PROVIDED DATA:

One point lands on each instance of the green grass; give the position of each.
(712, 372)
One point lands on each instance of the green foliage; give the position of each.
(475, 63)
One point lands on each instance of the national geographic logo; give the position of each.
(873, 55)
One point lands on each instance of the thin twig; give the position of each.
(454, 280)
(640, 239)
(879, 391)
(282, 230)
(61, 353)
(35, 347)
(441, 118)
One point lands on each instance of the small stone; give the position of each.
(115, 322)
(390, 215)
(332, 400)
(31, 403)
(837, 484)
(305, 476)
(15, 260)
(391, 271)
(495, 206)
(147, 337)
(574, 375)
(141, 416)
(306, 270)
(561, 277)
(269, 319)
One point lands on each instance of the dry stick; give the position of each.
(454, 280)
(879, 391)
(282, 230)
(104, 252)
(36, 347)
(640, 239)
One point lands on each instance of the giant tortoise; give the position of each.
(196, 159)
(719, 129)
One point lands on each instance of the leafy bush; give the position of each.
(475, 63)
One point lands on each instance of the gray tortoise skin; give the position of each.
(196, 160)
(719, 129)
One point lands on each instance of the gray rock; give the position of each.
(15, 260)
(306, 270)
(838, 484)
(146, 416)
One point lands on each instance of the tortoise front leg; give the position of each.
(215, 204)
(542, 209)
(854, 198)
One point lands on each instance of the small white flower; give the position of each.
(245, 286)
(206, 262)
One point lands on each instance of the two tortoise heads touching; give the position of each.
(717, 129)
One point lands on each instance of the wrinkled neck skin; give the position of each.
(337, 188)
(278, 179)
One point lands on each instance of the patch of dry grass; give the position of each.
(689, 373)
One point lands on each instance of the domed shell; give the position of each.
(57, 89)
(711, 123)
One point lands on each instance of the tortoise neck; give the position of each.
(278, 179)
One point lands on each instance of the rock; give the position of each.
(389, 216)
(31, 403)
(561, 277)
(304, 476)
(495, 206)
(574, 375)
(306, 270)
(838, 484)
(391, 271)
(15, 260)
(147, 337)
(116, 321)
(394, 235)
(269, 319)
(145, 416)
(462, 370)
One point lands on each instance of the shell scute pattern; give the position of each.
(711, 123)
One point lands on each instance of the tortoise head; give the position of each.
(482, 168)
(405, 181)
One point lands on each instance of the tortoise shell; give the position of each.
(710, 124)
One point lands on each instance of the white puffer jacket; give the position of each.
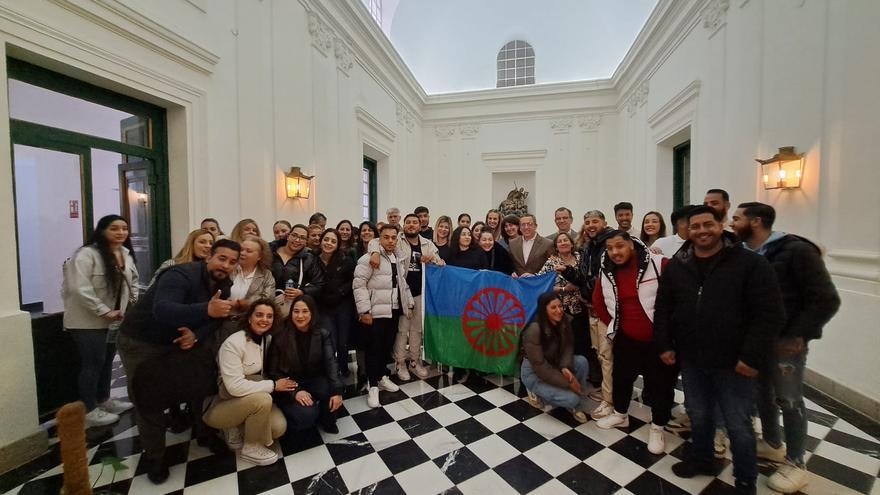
(373, 288)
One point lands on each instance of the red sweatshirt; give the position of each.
(634, 323)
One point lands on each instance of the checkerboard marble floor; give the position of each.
(438, 436)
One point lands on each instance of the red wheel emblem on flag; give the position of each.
(492, 320)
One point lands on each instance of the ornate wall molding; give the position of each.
(344, 56)
(322, 35)
(715, 15)
(561, 125)
(637, 98)
(590, 122)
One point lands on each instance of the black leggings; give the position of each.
(633, 358)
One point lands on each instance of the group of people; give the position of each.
(255, 336)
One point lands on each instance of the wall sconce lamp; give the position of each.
(298, 184)
(783, 170)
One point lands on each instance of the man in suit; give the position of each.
(529, 251)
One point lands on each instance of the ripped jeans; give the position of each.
(782, 387)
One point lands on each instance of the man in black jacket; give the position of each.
(810, 301)
(717, 312)
(170, 328)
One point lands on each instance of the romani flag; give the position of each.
(474, 318)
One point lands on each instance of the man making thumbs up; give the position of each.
(165, 346)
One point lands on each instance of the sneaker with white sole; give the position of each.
(387, 385)
(720, 444)
(417, 369)
(234, 437)
(373, 397)
(768, 453)
(788, 478)
(613, 420)
(100, 417)
(656, 441)
(402, 371)
(115, 406)
(604, 409)
(258, 454)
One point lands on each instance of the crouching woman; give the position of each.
(550, 371)
(304, 351)
(243, 408)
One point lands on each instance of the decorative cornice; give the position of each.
(590, 122)
(637, 98)
(468, 130)
(322, 36)
(344, 56)
(715, 15)
(444, 131)
(124, 21)
(561, 126)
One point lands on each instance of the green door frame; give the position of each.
(30, 134)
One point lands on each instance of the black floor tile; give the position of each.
(522, 437)
(583, 479)
(522, 474)
(403, 456)
(460, 465)
(419, 424)
(259, 479)
(468, 431)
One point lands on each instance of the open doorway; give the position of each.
(79, 152)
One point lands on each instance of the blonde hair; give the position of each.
(236, 234)
(185, 255)
(265, 261)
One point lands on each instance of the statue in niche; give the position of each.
(515, 204)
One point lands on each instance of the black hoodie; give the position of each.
(733, 313)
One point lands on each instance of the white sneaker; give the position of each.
(788, 478)
(417, 369)
(656, 442)
(115, 406)
(402, 371)
(767, 452)
(258, 454)
(234, 437)
(373, 397)
(604, 409)
(100, 417)
(720, 444)
(613, 420)
(387, 385)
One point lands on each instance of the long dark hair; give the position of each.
(454, 238)
(548, 328)
(245, 322)
(99, 241)
(662, 233)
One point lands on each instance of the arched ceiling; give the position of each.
(452, 45)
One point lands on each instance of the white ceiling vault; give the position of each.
(452, 45)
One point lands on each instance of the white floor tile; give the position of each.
(614, 466)
(437, 443)
(424, 479)
(496, 420)
(363, 471)
(493, 450)
(308, 463)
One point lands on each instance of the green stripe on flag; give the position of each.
(491, 351)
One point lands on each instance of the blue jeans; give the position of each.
(782, 386)
(339, 321)
(555, 396)
(96, 365)
(735, 394)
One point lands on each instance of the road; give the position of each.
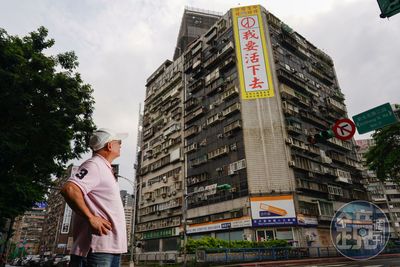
(391, 262)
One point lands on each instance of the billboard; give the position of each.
(254, 70)
(219, 225)
(273, 211)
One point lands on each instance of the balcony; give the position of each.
(210, 35)
(291, 80)
(191, 148)
(294, 129)
(146, 120)
(326, 218)
(226, 49)
(343, 180)
(336, 105)
(287, 92)
(229, 93)
(230, 61)
(148, 133)
(232, 127)
(191, 103)
(231, 109)
(195, 179)
(338, 95)
(314, 119)
(340, 144)
(303, 100)
(218, 152)
(195, 114)
(191, 131)
(215, 87)
(196, 85)
(289, 41)
(290, 109)
(210, 62)
(198, 161)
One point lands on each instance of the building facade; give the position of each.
(386, 195)
(57, 228)
(28, 230)
(202, 128)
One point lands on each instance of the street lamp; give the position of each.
(209, 188)
(132, 245)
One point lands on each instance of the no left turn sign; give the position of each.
(344, 129)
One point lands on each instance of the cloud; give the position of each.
(121, 43)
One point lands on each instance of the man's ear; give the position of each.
(108, 146)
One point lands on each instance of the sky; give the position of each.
(119, 44)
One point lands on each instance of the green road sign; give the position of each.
(375, 118)
(389, 7)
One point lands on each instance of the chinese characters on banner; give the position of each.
(253, 64)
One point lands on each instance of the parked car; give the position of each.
(34, 261)
(56, 259)
(64, 262)
(25, 260)
(17, 262)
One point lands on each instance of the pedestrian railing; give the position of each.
(225, 255)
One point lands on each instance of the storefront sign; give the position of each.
(273, 211)
(159, 233)
(219, 225)
(306, 220)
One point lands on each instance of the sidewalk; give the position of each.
(306, 261)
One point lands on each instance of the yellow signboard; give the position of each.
(254, 70)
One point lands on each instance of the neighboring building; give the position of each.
(127, 201)
(161, 170)
(57, 234)
(201, 129)
(385, 195)
(28, 229)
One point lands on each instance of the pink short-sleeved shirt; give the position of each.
(101, 193)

REQUIRED WORK:
Rescale the part of the listing that opens with the line containing "One point lands on each instance of the no" and closes with the listing's final line. Write out every line in that span again, requests included, with each coordinate in the answers multiplied by 1.45 and rounded to a whole number (halves round up).

COMPLETE OUTPUT:
One point lands on each instance of the no left turn sign; give the position of each.
(499, 187)
One point lands on each instance of the cloud; give the position of each.
(175, 62)
One point lands on each instance of the man's ear; give the position of each.
(157, 212)
One point lands on each instance of the sky; give the position of each.
(173, 64)
One point lands on each instance of the green road sign; give the position of each.
(544, 171)
(564, 10)
One point lands on each instance of the chinese characters on banner; give the position of each.
(367, 93)
One point lands on each instance of the parked car; give the position of each.
(49, 378)
(81, 376)
(93, 380)
(36, 377)
(25, 380)
One point lands on each instance of the pedestrian railing; give the position of each.
(326, 370)
One point lands on each instance of the storefront sign; give the position of each.
(396, 306)
(231, 338)
(318, 326)
(444, 319)
One point lands on each instance of the sidewalk; give the position of each.
(444, 378)
One point lands on each instance of the yellow signboard; give the position of each.
(368, 102)
One point lands on each instance of the neighboring building; give the position of each.
(184, 291)
(233, 247)
(83, 339)
(291, 187)
(558, 283)
(41, 332)
One point lands on each instance of the pink short-sleeved shirt; give the position of each.
(146, 280)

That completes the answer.